• Requirements
Convert everything from the first line of the items down through the line containing "MULTIPOLYGON (((112 71, 111" into a numbered list, leaving out any blank lines.

• Data shown
────

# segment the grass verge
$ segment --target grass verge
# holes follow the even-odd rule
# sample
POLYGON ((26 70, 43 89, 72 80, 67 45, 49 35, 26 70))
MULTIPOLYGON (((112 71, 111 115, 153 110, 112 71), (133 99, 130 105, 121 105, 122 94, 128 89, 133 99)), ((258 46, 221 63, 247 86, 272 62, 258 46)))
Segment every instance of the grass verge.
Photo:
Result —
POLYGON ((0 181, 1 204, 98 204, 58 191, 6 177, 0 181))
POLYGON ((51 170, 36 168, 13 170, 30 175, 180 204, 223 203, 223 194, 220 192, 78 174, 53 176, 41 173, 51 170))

────

• Output of the exercise
1. # segment the grass verge
2. $ segment --target grass verge
3. # holes follow the even-odd rule
4. # sample
5. POLYGON ((26 70, 43 89, 72 80, 67 45, 49 35, 26 70))
6. MULTIPOLYGON (((112 71, 111 115, 153 110, 112 71), (133 99, 130 105, 121 105, 122 94, 128 89, 133 99)), ((258 46, 221 63, 247 86, 272 62, 258 46)))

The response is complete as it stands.